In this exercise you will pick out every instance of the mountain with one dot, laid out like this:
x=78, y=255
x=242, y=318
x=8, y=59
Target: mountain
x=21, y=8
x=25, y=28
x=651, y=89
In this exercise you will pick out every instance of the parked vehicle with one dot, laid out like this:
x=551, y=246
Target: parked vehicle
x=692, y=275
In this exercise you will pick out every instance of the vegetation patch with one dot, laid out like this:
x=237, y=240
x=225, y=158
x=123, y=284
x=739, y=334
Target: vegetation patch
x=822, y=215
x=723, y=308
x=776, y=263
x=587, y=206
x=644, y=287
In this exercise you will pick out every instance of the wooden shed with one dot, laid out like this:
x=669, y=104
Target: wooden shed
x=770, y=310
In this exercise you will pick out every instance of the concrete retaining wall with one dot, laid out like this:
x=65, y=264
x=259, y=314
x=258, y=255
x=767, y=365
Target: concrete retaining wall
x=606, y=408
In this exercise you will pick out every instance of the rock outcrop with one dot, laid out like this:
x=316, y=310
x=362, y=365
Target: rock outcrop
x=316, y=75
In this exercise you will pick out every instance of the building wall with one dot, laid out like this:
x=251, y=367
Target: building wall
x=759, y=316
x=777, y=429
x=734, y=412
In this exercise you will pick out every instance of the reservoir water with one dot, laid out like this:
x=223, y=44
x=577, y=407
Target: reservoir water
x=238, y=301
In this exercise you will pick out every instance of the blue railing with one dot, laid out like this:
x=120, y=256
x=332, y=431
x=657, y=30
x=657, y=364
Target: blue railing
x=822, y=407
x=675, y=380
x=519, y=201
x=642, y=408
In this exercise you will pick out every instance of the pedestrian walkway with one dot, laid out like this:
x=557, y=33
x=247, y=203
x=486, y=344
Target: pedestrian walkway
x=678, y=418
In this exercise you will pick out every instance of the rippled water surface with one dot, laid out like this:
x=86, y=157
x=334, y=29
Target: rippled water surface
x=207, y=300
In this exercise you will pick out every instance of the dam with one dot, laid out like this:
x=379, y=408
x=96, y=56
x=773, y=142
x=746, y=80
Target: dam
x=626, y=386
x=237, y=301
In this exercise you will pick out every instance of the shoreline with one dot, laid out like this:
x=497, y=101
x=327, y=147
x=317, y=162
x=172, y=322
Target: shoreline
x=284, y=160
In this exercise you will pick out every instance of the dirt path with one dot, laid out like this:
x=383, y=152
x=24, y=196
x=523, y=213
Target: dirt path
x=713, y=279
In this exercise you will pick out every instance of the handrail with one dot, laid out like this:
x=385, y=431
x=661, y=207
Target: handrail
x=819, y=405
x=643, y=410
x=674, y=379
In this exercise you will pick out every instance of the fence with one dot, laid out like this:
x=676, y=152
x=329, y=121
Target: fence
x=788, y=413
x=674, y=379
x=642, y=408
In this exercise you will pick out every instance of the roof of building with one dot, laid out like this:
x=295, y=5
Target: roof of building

........

Write out the rows above word for word, precisely as they appear.

In this exercise you will pick out every instance of the mountain with one dot, laid out like this:
x=78, y=255
x=242, y=318
x=8, y=59
Target: mountain
x=21, y=8
x=25, y=28
x=651, y=89
In this exercise you will pick out every instance of the parked vehicle with one dot, laid out like this:
x=551, y=246
Target: parked vehicle
x=692, y=275
In this exercise you will pick out every instance of the vegetation patch with one dot, laid out like this:
x=237, y=240
x=225, y=158
x=123, y=284
x=739, y=334
Target: vegetation patch
x=822, y=215
x=723, y=308
x=776, y=263
x=587, y=206
x=644, y=287
In this exercise you will pick out every instance of the wooden shed with one dot, laid out like this:
x=669, y=104
Target: wooden shed
x=770, y=310
In this exercise you will pick out every instance of the concrete retaining wall with one dot, laid out like this:
x=65, y=264
x=259, y=314
x=258, y=255
x=767, y=365
Target: concrete retaining wall
x=606, y=408
In this exercise you will pick out every instance of the rock outcrop with one dot, laid out like this:
x=316, y=310
x=362, y=365
Target: rock outcrop
x=316, y=75
In this exercise you will pick out every instance of the building wall with one dot, laid out like this:
x=251, y=367
Target: building wall
x=759, y=316
x=777, y=429
x=734, y=412
In this exercise you will pick out every instance of the reservoir water with one dot, laid out like this:
x=223, y=44
x=577, y=407
Target: reservoir water
x=238, y=301
In this exercise you will pick out every instance of the blue railing with one dot, laid out like this:
x=120, y=256
x=332, y=431
x=657, y=30
x=657, y=364
Target: blue railing
x=822, y=407
x=675, y=380
x=519, y=201
x=642, y=408
In this exercise you will pick out every instance of the pedestrian walkway with one dot, laid out like this:
x=557, y=33
x=247, y=203
x=486, y=344
Target: pedestrian walkway
x=678, y=418
In this exercise you will pick out every instance of the rippled water surface with one dot, laid out like this:
x=86, y=157
x=334, y=29
Target: rippled water surface
x=207, y=300
In this exercise you will pick out every instance of the dam with one dot, laid out like this:
x=379, y=408
x=96, y=56
x=773, y=142
x=746, y=80
Target: dam
x=626, y=386
x=237, y=301
In this exercise you will pick out every instance of the shoreline with one dot, laid out like this:
x=497, y=101
x=327, y=147
x=317, y=162
x=172, y=322
Target: shoreline
x=284, y=160
In this exercise you will pick out every instance of the dirt path with one dot, laid out like this:
x=383, y=152
x=24, y=196
x=523, y=213
Target: dirt path
x=713, y=279
In this exercise you will pick out every instance of the handrail with one dot, laid out like this:
x=385, y=431
x=661, y=207
Target: handrail
x=819, y=405
x=643, y=410
x=674, y=379
In this exercise you will pick out every instance of the fence with one dot, laid out like this:
x=676, y=152
x=329, y=121
Target: fence
x=788, y=413
x=674, y=379
x=642, y=408
In this exercise you will pick out every instance of the roof of building with one dot, laid out like this:
x=295, y=5
Target: roof of building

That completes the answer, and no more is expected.